**Selected passage**
━━━━━━━━━━

As a writer, Michael has been covering adventure travel and extreme sports, renewable energy and the environment, aviation and aerospace, health and medicine, and innovations in science and technology since he began his journalism career in 1991, with his first paying gig at Alaska Airlines Magazine followed by a stint at Outside. He is the former science editor for National Geographic. He was also a senior editor at Wired from 1995 – 2000 and most recently an editor-at-large for TED Books.
Michael has reported on weather forecasting, wildfire fighting, drones, kiteboarding in Brazil, the neuroscience of fear, uncontacted jungle tribes, selling the sun, mountain climbing in Costa Rica, science at the South Pole, rafting in Alaska, satellite gorilla tracking in Rwanda, trekking in Peru, the end of the F-15 dogfighters, Venezuelan hideaways, illegal cypress logging, remote private islands, pirate treasure hunting, the search for Steve Fossett, zero-gravity sex, and secured an exclusive interview with an electrical engineer about to implant a microchip in his forearm.
His articles have appeared in more than 25 national publications including Outside, Wired, The New York Times Magazine, Newsweek, OnEarth, Men’s Journal, Men’s Health, Mother Jones, Bloomberg Businessweek, Skiing, Popular Science, The Economist, Backpacker, National Geographic Adventure, Discover, Air & Space, and Smithsonian. Michael is a featured writer on Byliner. He also contributed to the book Imagine, Design, Create: How Designers, Architects, and Engineers Are Changing Our World, with a chapter about the X-Prize Foundation and its founder, Peter Diamandis.
Born in Seattle, Michael has lived in San Francisco, Santa Fe, Chicago, London, and visited more than 75 countries. His latest assignments have taken Michael throughout the U.S., and internationally to Venezuela, Cuba, Kiritimati, Peru, New Zealand, Panama, New Guinea, Costa Rica, Bali, and the Seychelles. In New Guinea, he accompanied a group of wealthy tourists into the jungle in search of uncontacted native tribes.

━━━━━━━━━━

**Data taken from a collection**
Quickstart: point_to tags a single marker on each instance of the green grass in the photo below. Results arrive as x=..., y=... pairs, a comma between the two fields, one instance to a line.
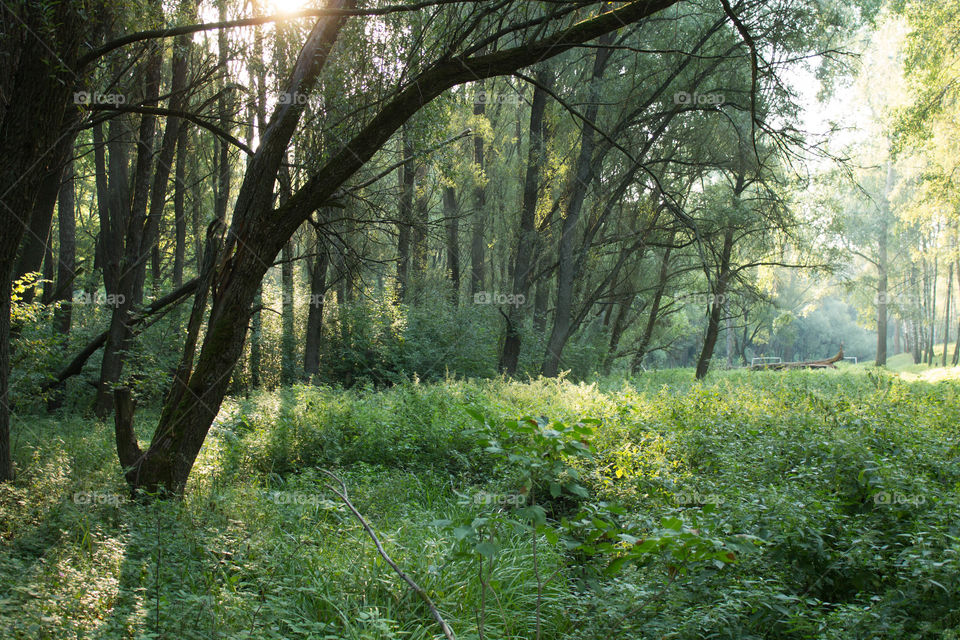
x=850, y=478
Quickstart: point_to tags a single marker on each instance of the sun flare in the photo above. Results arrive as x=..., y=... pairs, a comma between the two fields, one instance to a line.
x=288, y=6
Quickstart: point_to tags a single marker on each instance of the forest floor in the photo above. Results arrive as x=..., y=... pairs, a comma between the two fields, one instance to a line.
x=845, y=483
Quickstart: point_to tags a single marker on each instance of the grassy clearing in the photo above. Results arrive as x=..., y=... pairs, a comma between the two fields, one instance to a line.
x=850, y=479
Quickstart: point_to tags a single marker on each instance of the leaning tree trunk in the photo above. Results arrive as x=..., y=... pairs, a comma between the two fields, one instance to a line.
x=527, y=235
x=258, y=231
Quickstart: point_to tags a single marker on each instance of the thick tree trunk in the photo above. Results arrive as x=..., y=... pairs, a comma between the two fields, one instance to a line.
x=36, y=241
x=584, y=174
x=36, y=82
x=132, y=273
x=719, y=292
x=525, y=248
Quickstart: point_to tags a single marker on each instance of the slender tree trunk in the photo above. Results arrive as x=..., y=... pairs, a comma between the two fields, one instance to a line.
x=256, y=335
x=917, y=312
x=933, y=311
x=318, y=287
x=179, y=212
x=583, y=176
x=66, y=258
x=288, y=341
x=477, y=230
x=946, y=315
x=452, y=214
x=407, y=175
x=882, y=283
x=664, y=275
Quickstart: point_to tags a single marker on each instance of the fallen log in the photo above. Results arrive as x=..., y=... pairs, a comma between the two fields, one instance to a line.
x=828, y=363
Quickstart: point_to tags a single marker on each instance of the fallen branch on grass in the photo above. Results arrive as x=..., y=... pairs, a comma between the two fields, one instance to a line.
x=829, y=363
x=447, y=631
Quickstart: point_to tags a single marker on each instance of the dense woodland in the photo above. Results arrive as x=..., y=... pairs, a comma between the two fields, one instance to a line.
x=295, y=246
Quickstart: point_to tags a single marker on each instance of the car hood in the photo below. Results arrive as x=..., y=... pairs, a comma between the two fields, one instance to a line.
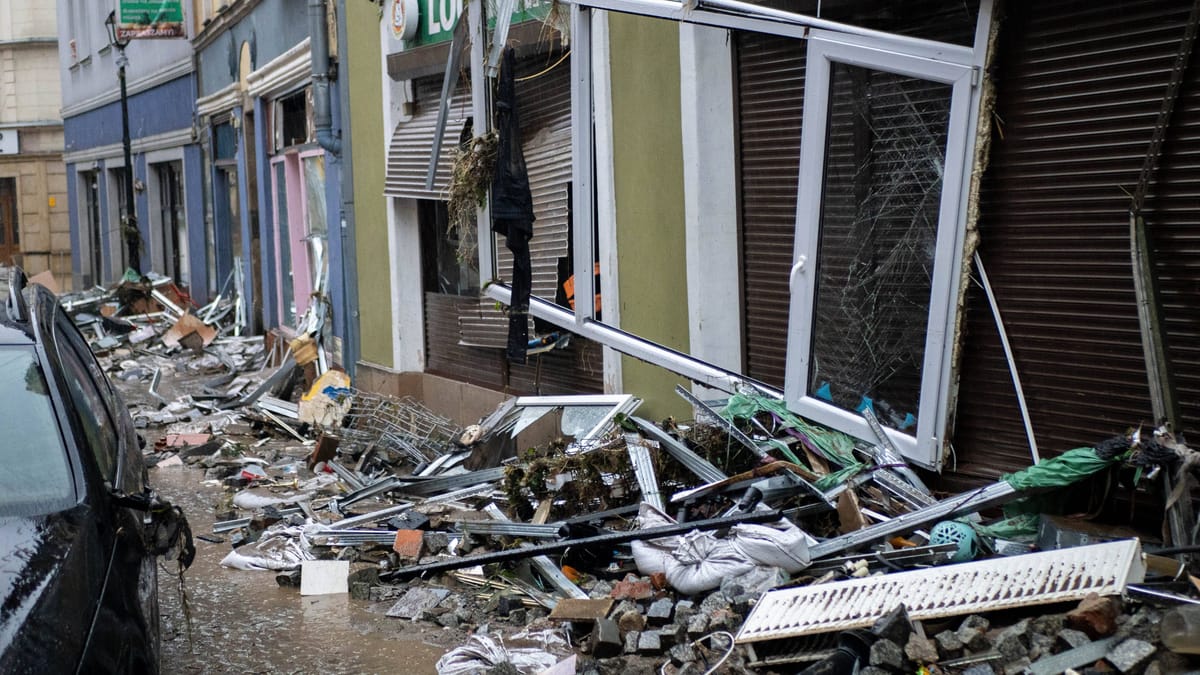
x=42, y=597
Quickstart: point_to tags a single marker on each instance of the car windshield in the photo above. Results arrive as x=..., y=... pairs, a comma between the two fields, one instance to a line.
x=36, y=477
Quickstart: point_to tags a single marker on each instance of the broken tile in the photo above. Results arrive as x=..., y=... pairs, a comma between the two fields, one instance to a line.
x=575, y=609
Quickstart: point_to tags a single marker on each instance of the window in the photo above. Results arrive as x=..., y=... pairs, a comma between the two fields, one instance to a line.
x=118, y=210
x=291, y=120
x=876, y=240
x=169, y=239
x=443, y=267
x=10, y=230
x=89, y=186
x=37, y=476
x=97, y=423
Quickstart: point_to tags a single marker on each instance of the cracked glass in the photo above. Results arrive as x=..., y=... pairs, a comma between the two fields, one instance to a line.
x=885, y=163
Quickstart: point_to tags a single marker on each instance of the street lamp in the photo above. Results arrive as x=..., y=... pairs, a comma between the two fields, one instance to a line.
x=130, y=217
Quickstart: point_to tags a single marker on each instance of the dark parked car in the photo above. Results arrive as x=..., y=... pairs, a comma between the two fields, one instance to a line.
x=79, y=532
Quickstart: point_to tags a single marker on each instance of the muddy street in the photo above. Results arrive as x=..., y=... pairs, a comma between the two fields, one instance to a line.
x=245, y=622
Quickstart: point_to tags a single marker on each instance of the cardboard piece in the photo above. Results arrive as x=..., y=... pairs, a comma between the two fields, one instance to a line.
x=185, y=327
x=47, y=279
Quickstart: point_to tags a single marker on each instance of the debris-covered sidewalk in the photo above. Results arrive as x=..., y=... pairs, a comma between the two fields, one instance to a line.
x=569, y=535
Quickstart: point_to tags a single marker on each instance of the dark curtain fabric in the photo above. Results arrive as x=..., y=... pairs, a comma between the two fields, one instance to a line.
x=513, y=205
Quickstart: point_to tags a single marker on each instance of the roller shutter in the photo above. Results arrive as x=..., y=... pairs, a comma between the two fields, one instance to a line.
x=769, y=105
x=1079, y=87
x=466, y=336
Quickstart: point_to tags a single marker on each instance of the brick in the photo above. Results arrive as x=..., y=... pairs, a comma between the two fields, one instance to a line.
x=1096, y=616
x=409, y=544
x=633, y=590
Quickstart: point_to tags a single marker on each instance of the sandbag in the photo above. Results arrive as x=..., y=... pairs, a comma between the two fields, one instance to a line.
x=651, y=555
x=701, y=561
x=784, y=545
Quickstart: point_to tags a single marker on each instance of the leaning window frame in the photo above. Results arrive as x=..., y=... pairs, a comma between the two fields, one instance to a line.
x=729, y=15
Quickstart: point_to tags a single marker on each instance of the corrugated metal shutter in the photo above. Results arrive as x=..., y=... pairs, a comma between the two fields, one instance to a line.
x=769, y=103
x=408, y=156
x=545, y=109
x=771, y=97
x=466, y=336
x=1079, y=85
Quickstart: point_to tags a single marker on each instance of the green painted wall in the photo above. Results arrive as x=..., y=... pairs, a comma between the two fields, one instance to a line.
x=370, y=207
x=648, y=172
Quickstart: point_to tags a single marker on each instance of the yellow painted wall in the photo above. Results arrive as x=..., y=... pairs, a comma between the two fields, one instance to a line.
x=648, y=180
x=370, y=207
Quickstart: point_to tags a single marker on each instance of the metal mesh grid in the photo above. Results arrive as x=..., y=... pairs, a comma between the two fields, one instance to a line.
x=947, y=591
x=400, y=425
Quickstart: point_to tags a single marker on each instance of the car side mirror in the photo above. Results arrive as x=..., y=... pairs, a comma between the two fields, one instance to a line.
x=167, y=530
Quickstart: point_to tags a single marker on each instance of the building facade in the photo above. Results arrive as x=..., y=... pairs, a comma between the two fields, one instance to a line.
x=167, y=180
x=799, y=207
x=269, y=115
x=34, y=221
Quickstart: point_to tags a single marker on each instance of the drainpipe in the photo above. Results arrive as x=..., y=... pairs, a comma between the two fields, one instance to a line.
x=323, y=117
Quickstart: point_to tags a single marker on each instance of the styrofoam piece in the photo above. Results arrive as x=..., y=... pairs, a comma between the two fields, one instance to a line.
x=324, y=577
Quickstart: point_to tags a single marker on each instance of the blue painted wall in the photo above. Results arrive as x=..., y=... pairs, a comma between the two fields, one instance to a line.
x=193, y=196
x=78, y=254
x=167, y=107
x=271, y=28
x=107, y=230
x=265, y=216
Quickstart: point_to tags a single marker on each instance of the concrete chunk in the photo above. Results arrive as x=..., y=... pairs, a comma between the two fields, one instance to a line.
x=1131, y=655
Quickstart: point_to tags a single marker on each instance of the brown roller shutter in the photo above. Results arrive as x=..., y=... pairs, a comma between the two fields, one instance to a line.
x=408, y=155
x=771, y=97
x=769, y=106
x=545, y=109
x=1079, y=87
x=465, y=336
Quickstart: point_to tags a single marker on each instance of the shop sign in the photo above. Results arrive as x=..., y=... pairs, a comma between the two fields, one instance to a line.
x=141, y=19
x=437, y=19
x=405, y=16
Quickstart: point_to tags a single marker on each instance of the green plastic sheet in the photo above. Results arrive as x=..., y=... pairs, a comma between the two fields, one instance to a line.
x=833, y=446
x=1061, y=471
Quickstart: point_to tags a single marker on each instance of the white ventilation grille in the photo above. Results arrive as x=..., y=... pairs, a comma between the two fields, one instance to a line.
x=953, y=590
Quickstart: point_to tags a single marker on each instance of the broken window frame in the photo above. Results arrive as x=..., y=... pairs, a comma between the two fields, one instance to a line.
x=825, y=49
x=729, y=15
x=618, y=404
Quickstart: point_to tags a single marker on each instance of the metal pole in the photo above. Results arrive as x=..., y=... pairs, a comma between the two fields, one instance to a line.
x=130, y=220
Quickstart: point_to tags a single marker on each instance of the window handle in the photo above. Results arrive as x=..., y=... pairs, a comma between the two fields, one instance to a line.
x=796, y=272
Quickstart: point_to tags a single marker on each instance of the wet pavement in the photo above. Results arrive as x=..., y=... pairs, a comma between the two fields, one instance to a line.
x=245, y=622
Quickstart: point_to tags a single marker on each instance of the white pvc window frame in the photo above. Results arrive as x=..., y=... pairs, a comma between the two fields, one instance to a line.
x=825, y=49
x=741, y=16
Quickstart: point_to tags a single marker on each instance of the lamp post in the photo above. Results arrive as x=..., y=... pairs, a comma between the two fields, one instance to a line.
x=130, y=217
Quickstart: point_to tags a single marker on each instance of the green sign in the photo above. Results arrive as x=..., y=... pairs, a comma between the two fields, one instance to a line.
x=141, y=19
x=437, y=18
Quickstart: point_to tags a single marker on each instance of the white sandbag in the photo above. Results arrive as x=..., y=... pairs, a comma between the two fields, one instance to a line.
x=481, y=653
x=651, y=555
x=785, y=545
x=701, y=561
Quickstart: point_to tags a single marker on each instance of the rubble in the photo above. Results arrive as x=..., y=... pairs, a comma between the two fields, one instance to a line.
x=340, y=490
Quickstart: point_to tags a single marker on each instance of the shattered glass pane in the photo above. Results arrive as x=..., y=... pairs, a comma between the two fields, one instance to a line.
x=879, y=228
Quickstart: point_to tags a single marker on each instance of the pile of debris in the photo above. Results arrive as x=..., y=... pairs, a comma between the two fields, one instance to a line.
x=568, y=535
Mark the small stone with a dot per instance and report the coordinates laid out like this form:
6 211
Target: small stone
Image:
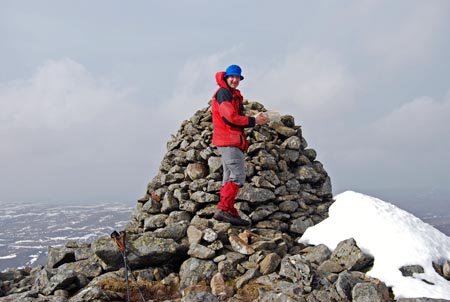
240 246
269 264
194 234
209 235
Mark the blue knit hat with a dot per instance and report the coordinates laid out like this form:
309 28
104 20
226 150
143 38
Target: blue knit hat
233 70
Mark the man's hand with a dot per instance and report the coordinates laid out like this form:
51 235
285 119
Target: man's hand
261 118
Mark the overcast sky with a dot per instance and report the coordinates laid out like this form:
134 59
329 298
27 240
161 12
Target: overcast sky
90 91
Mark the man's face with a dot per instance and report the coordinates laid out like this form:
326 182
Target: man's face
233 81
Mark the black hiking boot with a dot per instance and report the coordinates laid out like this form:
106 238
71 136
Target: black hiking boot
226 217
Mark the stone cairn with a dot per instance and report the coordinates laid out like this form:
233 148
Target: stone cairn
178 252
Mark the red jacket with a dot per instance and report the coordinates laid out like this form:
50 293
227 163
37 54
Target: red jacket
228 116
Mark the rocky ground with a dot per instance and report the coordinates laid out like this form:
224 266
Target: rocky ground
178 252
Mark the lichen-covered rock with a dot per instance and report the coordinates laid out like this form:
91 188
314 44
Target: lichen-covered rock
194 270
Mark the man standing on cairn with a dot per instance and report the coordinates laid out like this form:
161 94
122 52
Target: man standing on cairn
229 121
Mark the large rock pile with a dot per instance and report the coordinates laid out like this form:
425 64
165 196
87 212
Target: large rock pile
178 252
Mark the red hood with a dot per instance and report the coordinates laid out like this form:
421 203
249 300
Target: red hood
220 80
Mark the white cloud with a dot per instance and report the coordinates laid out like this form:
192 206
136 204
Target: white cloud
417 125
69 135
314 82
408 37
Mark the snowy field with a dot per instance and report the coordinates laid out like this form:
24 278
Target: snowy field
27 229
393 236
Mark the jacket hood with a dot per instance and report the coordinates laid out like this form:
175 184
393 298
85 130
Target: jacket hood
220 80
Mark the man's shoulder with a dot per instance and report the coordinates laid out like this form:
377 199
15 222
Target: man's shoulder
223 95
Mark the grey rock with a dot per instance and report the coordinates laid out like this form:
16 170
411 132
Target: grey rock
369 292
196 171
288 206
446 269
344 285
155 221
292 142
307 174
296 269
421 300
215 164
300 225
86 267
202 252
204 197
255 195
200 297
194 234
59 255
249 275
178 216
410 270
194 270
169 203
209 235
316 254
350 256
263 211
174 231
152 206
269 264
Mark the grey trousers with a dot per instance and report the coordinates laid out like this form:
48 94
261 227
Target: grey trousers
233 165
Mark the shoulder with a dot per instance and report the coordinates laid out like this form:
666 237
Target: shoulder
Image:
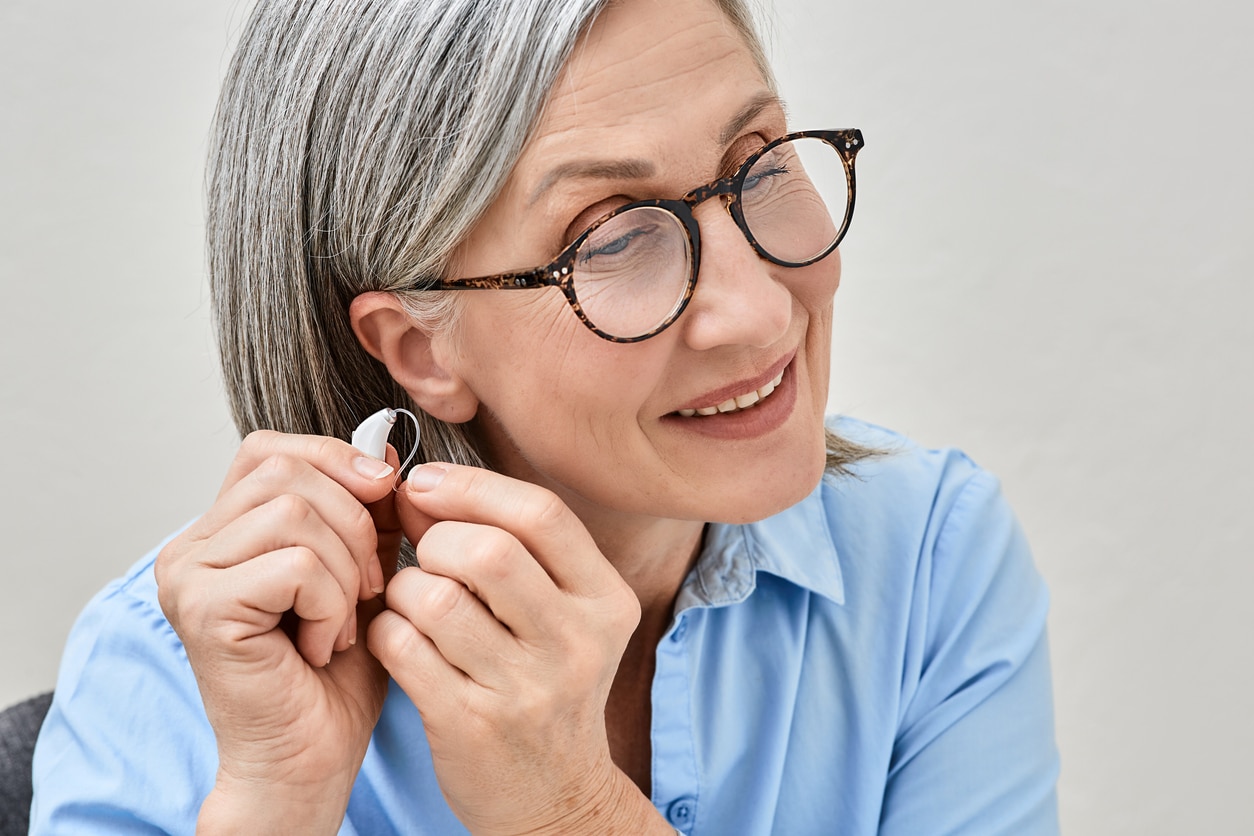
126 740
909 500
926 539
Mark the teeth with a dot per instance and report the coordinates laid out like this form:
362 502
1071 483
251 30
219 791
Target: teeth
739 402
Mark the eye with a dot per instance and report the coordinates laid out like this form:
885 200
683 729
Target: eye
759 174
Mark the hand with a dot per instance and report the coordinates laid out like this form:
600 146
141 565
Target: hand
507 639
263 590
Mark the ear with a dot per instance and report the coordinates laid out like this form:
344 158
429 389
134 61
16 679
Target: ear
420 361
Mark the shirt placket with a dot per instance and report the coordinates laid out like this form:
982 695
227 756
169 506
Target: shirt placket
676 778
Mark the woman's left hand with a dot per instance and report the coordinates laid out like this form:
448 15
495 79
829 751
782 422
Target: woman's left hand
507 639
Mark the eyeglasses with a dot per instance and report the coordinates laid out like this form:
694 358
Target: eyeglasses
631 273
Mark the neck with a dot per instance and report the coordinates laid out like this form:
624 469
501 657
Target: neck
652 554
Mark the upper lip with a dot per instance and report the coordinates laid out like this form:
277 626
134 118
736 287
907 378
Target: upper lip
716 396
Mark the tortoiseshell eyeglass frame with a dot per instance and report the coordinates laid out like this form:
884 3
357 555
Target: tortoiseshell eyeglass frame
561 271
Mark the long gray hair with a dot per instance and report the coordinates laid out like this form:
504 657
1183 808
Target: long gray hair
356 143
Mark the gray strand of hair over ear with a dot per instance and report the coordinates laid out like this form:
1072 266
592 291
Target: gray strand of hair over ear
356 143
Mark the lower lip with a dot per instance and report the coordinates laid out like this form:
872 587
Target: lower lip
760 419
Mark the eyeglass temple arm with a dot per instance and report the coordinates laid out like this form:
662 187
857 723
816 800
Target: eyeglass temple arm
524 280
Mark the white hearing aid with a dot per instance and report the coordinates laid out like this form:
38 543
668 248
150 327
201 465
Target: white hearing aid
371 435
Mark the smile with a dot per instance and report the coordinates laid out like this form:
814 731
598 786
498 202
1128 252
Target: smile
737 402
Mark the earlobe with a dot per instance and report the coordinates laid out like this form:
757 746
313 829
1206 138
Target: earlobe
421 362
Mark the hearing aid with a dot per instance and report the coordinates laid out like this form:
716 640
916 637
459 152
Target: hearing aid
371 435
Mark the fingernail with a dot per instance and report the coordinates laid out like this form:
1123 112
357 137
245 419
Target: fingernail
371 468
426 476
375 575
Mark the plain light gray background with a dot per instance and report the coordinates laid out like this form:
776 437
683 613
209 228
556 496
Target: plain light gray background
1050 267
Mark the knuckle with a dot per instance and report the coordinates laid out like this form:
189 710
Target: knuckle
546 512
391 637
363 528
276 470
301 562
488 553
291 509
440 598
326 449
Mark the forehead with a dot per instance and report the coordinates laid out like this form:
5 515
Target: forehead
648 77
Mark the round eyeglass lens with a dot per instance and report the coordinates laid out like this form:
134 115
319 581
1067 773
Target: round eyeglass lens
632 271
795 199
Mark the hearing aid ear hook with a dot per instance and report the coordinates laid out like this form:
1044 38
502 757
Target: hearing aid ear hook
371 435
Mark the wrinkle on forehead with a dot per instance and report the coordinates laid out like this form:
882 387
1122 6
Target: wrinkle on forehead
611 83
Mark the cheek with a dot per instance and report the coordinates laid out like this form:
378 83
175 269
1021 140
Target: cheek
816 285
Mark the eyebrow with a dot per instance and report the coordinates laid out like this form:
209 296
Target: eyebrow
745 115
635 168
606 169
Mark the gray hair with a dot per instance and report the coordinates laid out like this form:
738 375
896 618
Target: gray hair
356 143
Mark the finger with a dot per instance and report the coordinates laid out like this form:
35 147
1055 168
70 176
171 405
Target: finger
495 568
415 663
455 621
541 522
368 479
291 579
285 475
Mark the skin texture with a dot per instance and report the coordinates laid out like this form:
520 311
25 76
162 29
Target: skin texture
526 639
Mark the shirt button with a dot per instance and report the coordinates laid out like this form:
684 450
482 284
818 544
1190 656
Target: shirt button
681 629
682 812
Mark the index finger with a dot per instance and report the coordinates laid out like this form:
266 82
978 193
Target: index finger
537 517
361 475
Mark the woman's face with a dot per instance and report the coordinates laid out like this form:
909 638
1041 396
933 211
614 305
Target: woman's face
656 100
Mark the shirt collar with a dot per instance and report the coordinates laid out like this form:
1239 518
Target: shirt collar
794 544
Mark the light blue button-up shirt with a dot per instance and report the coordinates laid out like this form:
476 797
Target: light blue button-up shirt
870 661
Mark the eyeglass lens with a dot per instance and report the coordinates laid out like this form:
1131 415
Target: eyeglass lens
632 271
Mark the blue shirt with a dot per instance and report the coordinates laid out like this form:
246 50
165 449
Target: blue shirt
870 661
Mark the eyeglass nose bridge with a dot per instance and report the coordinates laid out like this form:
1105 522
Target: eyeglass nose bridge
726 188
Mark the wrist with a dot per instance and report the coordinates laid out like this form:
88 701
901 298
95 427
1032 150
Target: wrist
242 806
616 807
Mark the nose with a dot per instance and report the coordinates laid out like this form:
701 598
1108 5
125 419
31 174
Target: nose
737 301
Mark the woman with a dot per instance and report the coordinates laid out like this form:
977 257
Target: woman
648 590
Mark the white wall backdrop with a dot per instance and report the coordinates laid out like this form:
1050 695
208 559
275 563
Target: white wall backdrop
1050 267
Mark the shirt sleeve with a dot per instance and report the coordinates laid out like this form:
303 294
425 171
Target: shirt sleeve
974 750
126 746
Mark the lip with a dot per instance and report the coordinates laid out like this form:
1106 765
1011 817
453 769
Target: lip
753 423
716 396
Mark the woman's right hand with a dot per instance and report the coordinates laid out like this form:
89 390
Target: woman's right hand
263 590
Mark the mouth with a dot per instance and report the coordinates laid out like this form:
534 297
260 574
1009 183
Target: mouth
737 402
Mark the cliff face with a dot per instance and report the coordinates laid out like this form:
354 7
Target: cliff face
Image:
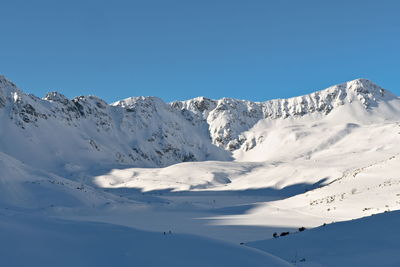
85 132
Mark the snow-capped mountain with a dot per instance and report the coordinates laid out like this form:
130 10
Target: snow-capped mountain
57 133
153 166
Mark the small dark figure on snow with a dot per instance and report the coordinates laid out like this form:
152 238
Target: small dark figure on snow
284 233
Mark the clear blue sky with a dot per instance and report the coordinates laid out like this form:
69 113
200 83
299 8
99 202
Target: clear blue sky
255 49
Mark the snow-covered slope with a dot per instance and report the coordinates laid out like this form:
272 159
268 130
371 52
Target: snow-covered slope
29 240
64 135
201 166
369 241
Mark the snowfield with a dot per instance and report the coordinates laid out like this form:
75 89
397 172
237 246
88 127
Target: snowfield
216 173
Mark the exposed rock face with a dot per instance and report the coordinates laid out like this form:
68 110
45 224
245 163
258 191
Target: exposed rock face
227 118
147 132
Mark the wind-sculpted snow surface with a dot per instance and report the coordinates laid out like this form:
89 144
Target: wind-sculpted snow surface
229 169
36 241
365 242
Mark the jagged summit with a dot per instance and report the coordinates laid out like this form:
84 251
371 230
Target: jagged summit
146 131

━━━━━━━━━━

**Things to do**
(1) According to the biography of Michael, during which years was he a senior editor at Wired?
(2) Using the biography of Michael, say whether each statement agrees with it, and quote the words that decide it: (a) Michael was born in Chicago. (b) Michael once served as science editor for National Geographic. (c) Michael's first paying journalism job was at Outside.
(3) Continue the biography of Michael, starting after its last sentence.

**Answers to this exercise**
(1) He was a senior editor at Wired from 1995 – 2000.

(2)
(a) No: "Born in Seattle, Michael has lived in San Francisco, Santa Fe, Chicago, London"
(b) Yes: "He is the former science editor for National Geographic."
(c) No: "with his first paying gig at Alaska Airlines Magazine followed by a stint at Outside"

(3)
The New Guinea article—first published in Outside magazine and later reprinted in the London Observer—attracted international media attention. National Public Radio, Boston’s WBUR, and Dublin’s NewsTalk 106 interviewed Michael on-air about the jungle trek. He’s also discussed his writing on Radio New Zealand’s “This Way Up,” and appeared on CNN and the CBS “Early Show.”
Michael earned a master’s degree in journalism from the Medill School of Journalism at Northwestern University and holds a bachelor’s degree in writing and literature from the University of Washington’s College of Arts and Sciences. Michael won a gold medal for feature writing from the North American Travel Journalists Association for his 2012 article about astronaut training for Virgin Galactic’s space tourists. Michael’s editors have nominated his articles for two National Magazine Awards and the Grantham Prize for Excellence in Reporting on the Environment. His work is also featured in The Best American Travel Writing, The Best American Science and Nature Writing, and The Best of Technology Writing anthologies.